──────── Given text
Less than a week after word leaked that Onyx Pharmaceuticals had rejected a $10 billion offer from Amgen, the US Securities and Exchange Commission has filed a lawsuit accusing an unnamed number of people of insider trading and making about $4.6 million in potentially illegal profits on a $305,000 investment, according to court documents.
The unnamed traders purchased call options on June 26, 27 and 28, just prior to the June 30 statement that Onyx rejected the Amgen bid and had, essentially, put itself up for sale. The rejection, however, was first reported on June 28 in The Financial Post, underscoring that information about the offer had been circulating widely (here is the lawsuit).
The SEC lawsuit alleges that as a result of the June 30 announcement, Onyx stock rose 51 percent the following day compared with the closing price on the prior trading day, and that the trading volume increased by over 900 percent. The $120 price offered by Amgen (AMGN), by the way, represented a 38 percent premium prior to the June 30 rejection issued by Onyx.
────────────────
◆ Required action 1 ◆
Reproduce the part of the Onyx insider-trading article that starts with "The SEC lawsuit" and goes on through "issued by Onyx.".
◆ Required action 2 ◆
Extend the article on the SEC's Onyx insider-trading lawsuit, picking up after its final sentence.
──────── Data to examine
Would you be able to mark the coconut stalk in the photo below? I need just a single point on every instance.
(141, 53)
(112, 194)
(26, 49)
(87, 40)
────────────────
◆ Exercise result 1 ◆
The SEC lawsuit alleges that as a result of the June 30 announcement, Onyx stock rose 51 percent the following day compared with the closing price on the prior trading day, and that the trading volume increased by over 900 percent. The $120 price offered by Amgen (AMGN), by the way, represented a 38 percent premium prior to the June 30 rejection issued by Onyx.

◆ Exercise result 2 ◆
In its complaint, the SEC says the traders caused a "highly suspicious" spike in the volume of Onyx call options in the three trading days before the buyout offer was made public. Call options give investors who expect a share price to increase the right to buy stock at a pre-set price for a certain period of time. The SEC noted there was little trading in Onyx call options before the offer was made public.
The SEC obtained an emergency court order to freeze assets of traders using foreign accounts related to transactions in Onyx call options and prohibits the traders from destroying any evidence. The regulator added that traders used omnibus accounts at Citigroup Global Markets and Barclays Capital, and the traders or the accounts are located in the Canary Islands and Beirut.